We are currently using int (which is int16 on ATMega base boards). But with it, we need to know specific step on which we target.
To use float with range from 0.0 to 1.0 (including both values). To do so, we need to know our limits.
Let's say that we have stepMin and stepMax as our limits and target as our range (0.0 to 1.0). With this in mind, we calculate target step by
int stepRange = stepMax - stepMin; targetStepId = stepMin + (int)(target * stepRange);

But what to do when we don't know the limits? Or at least don't know them relatively to our start step.
Because of this, we will consider stepMin to be 0 and stepMax to be maximum value of int (32767).

How can I know that 0 is minimum? Why the maximum value?
Well, I don't know but we can add microswitches as our limits and when our input is 0.0 or 1.0 then we keep rotating until we reach a microswitch.

#define PIN_MIN 4 #define PIN_MAX 5
First of all, we need to define our pins for microswitches...
pinMode(PIN_MIN, INPUT_PULLUP); pinMode(PIN_MAX, INPUT_PULLUP);
...and set them as Input. Because we use switches connected only to the ground (on the other side then Arduino), we need to use INPUT_PULLUP because we don't our input to act as an antenna when the switch is not pressed (for more info, look at description of Arduino's Digital Pins).

LIST OF TASKS:
**1.** Translate this sentence from the page extract into Spanish: "Because of this, we will consider stepMin to be 0 and stepMax to be maximum value of int (32767)."
**2.** According to the page extract, which mode are the microswitch pins set to?
The entries after this point are separate material from the page extract.

RECORDED INFORMATION:
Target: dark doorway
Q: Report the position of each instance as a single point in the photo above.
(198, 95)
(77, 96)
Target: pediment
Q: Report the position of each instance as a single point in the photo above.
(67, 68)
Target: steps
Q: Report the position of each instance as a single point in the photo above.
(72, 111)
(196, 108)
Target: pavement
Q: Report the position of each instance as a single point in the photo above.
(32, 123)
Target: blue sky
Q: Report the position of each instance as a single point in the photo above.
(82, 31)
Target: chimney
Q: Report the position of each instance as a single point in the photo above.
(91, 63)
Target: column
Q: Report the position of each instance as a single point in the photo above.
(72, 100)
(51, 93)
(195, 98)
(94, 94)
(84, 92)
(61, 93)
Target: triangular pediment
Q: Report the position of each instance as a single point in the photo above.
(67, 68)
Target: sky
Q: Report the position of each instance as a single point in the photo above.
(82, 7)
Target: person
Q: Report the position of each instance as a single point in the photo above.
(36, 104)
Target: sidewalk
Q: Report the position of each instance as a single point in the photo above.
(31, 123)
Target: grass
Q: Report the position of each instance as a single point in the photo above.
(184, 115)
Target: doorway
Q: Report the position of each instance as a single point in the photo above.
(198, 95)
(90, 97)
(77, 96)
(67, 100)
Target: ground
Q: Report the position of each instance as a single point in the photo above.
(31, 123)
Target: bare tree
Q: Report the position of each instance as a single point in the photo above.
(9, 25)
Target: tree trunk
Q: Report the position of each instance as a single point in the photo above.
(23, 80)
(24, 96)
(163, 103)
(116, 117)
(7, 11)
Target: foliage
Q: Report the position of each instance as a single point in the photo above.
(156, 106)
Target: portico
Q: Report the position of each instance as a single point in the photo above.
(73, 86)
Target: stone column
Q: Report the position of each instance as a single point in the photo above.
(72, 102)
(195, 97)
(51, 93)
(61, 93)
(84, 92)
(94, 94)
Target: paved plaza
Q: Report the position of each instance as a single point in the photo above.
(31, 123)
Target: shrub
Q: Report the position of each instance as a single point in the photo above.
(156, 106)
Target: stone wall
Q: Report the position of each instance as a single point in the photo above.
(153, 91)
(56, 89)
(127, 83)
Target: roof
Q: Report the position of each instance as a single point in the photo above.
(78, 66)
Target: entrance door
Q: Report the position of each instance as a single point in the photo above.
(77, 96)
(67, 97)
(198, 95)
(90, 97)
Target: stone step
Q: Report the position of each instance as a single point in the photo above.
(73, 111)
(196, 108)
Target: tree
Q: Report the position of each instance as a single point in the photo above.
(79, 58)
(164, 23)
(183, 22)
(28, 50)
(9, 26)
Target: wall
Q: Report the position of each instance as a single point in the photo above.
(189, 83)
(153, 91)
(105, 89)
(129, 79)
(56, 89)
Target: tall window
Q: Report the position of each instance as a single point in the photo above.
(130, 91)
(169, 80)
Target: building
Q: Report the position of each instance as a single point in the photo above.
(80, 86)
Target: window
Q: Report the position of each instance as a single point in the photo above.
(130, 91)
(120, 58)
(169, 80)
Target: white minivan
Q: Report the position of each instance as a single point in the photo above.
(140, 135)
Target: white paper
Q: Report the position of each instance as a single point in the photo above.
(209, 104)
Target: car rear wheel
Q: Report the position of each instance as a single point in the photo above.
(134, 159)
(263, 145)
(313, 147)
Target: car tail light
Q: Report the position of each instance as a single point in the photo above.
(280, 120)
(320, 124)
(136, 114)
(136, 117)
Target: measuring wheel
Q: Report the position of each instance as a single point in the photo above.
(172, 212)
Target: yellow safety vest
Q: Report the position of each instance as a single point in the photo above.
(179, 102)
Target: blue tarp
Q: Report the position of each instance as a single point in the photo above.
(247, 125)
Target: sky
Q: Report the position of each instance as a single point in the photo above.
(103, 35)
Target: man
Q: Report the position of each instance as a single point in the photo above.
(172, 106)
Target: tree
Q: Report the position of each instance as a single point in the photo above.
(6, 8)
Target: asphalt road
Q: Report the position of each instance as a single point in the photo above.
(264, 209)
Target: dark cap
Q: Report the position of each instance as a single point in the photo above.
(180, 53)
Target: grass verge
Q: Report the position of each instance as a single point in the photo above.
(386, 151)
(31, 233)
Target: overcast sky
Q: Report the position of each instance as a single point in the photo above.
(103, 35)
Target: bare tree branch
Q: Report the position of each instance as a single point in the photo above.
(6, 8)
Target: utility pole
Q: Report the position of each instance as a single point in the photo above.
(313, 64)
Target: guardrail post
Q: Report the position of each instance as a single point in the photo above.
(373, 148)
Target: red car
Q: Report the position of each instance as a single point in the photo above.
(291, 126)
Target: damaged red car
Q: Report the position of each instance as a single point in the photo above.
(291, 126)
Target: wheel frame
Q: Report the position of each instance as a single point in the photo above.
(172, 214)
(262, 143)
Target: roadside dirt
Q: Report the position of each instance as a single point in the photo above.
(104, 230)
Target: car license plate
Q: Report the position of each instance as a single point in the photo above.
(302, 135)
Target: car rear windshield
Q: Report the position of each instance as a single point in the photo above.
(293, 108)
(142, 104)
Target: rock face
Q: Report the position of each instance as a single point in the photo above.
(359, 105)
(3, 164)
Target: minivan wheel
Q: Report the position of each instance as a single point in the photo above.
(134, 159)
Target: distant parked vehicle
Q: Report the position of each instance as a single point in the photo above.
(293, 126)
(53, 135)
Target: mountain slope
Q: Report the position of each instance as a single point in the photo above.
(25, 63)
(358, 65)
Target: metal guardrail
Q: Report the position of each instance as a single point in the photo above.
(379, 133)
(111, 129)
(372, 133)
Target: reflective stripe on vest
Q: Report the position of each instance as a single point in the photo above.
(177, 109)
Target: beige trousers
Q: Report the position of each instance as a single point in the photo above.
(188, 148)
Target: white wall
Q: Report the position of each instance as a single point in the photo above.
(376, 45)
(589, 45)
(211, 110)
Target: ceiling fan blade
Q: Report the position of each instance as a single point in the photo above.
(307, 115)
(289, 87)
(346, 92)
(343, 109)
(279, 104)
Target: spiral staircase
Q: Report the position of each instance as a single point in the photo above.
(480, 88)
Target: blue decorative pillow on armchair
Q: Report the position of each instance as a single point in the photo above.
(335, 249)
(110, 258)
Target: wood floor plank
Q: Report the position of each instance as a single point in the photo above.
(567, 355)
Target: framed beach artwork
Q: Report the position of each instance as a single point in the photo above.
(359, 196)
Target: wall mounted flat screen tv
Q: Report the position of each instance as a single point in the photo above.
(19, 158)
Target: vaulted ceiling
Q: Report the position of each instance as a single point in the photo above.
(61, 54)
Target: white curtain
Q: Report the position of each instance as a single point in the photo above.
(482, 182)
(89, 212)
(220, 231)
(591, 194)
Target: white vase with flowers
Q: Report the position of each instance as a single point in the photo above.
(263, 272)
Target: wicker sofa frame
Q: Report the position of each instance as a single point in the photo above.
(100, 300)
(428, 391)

RESULTS OF THE EXERCISE:
**1.** Por esto, consideraremos que stepMin es 0 y que stepMax es el valor máximo de int (32767).

**2.** INPUT_PULLUP